* _EXTRACTED DATA_:
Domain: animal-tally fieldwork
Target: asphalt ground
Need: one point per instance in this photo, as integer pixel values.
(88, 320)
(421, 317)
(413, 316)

* _EXERCISE PROMPT_:
Rewrite the entries above with "asphalt ground" changed to "paved surface" and everything else left as it is.

* _EXERCISE RESPONSE_:
Domain: animal-tally fieldwork
Target: paved surface
Need: one point per instance in this photo, as integer pixel values.
(88, 320)
(421, 317)
(413, 316)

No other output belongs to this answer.